┏━━

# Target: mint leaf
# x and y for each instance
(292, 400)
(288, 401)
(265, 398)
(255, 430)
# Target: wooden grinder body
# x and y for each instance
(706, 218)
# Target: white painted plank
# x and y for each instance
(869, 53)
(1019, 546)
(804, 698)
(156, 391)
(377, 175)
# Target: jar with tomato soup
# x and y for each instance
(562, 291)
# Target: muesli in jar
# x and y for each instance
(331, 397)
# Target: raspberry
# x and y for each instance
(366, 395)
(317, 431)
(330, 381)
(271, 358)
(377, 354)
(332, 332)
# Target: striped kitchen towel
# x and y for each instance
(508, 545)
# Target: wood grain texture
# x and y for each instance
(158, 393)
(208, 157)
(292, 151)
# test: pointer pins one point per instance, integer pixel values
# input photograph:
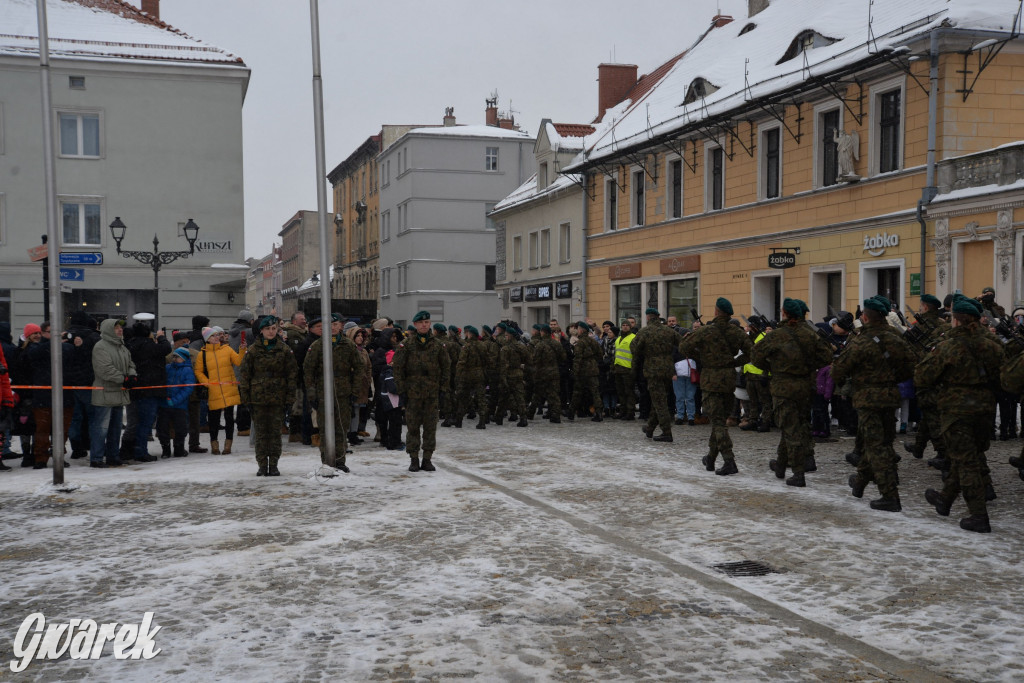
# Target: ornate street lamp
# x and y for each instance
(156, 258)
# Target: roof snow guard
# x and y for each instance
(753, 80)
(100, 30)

┗━━

Exercise prompt: Reproduce every line of the entries above character for character, leaving out the pictures.

The output:
# Target: mint leaf
# x and y for each instance
(292, 400)
(288, 401)
(265, 398)
(255, 430)
# Target: wooden grinder body
# x and y for each instance
(706, 218)
# Target: white painted plank
# x and y for each instance
(869, 53)
(1019, 546)
(804, 698)
(156, 391)
(377, 175)
# Target: jar with tomato soup
# x and y for each instance
(562, 291)
# Target: muesli in jar
# x and y for each instance
(331, 397)
# Target: raspberry
# x and y for each instance
(366, 395)
(317, 431)
(330, 381)
(271, 358)
(377, 354)
(332, 332)
# Target: striped kitchen towel
# x and y for each instance
(508, 545)
# Target: wood grain texture
# x and y for each instance
(158, 393)
(208, 157)
(292, 151)
# test: pointer pins one point per instance, integer pixel values
# input photograph:
# Target: ornate street lamp
# x and y for each instance
(156, 258)
# Target: roof snow guard
# x and y for each instance
(753, 80)
(100, 30)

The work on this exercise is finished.